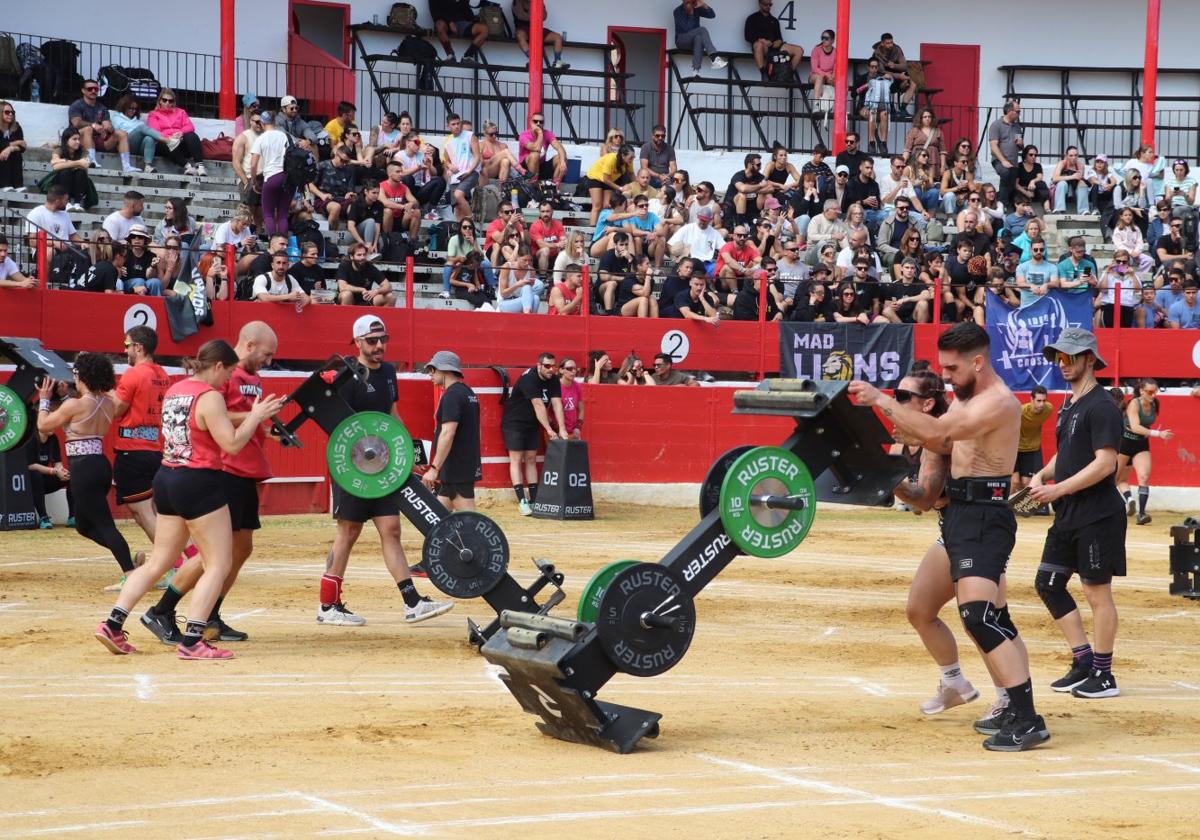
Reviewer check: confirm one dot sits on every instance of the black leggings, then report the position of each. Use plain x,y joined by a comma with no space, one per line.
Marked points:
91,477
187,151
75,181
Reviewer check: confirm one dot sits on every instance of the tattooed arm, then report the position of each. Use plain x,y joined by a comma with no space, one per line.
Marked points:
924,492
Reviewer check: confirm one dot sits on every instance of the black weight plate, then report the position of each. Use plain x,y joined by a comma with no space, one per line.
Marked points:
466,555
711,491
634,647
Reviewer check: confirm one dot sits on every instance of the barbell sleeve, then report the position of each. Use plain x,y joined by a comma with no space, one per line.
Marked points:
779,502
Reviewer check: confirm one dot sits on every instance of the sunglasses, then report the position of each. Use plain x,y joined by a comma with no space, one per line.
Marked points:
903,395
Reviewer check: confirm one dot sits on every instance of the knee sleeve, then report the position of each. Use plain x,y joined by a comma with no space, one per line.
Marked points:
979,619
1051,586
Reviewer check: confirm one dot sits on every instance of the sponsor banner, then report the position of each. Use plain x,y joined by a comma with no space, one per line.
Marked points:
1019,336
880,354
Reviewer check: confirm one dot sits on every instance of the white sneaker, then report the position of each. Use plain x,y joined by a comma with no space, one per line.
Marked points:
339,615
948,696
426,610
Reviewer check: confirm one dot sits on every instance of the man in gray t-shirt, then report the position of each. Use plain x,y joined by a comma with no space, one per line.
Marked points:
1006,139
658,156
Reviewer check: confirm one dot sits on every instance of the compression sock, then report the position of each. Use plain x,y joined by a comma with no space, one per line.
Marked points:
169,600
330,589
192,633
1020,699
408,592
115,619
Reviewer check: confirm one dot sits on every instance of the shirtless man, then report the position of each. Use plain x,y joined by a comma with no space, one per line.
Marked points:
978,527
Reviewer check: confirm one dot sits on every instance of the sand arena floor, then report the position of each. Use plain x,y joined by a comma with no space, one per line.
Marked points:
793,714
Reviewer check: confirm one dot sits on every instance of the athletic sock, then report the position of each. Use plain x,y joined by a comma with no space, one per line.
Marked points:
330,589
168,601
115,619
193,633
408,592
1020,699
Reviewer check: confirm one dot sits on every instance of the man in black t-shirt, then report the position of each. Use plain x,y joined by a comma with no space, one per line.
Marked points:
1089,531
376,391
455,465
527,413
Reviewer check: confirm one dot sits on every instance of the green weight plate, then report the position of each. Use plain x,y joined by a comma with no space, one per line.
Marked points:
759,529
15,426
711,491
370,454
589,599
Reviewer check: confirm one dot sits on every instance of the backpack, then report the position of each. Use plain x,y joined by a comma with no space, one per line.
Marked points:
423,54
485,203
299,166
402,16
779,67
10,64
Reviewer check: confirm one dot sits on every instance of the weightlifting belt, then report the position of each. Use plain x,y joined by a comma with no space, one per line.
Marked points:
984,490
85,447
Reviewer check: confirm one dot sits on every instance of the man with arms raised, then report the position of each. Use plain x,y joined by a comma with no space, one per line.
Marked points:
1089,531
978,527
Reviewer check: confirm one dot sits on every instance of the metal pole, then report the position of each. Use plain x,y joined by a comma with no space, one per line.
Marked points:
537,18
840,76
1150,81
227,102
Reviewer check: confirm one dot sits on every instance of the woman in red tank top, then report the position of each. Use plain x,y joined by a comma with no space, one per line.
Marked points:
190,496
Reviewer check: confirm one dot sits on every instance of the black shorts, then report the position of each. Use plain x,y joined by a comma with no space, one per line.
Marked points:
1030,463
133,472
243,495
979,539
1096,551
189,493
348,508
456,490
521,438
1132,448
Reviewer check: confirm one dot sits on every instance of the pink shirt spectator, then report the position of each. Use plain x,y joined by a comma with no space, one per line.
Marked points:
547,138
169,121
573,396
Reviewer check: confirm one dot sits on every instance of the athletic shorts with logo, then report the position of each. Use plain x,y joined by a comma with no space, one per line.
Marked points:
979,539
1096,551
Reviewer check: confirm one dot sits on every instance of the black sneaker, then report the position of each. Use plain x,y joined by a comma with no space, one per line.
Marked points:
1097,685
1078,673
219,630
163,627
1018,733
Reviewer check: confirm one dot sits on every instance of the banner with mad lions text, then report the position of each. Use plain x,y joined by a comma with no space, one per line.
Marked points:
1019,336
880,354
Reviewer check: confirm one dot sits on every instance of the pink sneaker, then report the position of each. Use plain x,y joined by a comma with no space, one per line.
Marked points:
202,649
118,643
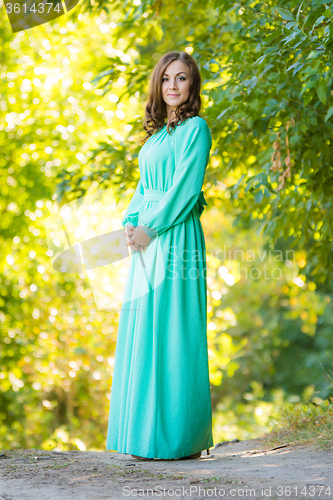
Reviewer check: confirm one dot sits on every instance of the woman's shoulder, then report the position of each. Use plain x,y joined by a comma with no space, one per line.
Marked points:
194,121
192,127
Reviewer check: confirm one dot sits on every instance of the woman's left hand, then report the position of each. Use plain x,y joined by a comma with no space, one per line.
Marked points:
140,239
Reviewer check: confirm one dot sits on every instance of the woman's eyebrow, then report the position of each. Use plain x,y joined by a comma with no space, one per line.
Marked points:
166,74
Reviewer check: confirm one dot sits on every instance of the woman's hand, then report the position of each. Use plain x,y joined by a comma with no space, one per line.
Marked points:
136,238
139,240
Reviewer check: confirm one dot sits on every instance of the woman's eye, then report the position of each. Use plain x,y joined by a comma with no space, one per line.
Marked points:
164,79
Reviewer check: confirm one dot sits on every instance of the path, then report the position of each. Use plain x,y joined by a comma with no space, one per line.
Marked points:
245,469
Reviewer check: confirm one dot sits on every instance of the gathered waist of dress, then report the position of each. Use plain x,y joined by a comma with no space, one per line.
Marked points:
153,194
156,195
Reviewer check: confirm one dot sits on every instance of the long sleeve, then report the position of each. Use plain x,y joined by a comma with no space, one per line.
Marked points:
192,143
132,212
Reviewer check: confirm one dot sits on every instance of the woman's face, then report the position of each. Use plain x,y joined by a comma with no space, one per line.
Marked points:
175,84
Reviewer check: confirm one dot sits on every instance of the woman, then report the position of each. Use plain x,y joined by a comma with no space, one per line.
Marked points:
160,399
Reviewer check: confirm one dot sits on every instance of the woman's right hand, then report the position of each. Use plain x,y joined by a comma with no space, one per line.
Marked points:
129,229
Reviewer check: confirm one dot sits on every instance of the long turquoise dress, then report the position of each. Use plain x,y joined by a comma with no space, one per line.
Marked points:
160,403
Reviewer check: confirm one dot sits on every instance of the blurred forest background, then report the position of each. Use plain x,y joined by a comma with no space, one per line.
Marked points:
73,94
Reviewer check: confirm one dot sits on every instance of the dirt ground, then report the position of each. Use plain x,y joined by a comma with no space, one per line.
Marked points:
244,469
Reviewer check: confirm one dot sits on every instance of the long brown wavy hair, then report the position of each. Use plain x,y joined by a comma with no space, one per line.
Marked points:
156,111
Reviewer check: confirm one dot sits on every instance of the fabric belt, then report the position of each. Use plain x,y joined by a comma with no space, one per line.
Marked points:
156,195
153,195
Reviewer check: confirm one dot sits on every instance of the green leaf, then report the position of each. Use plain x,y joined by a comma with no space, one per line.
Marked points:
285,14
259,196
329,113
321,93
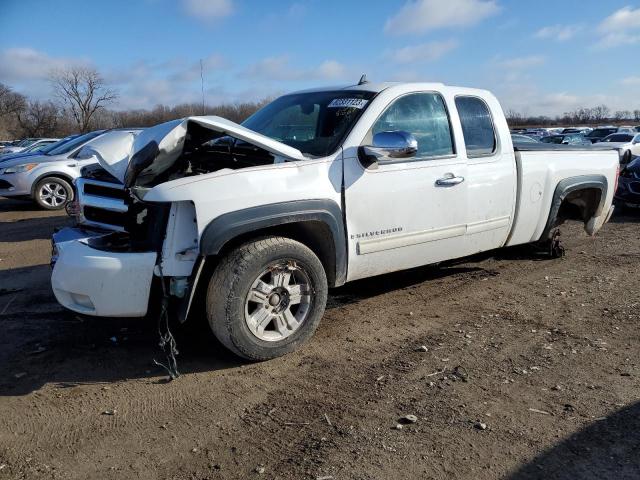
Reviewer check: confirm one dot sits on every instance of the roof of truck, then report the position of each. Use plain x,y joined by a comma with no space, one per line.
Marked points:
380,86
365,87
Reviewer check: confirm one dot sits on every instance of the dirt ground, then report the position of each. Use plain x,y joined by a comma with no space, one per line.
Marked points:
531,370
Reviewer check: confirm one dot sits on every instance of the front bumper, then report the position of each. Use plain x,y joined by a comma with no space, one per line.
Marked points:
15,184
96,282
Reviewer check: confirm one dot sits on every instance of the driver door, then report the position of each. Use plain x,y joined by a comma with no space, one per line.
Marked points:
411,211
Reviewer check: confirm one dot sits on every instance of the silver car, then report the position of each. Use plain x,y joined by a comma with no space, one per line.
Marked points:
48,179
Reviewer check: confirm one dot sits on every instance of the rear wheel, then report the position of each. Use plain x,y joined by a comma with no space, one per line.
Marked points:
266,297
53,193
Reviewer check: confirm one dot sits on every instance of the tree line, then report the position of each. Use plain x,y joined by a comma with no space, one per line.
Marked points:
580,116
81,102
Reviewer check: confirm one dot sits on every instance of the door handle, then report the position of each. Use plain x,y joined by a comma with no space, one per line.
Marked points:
-.-.-
Exercise instructions
Work through the listing above and report how many lines include the string "dress", with no other text.

Exercise answer
2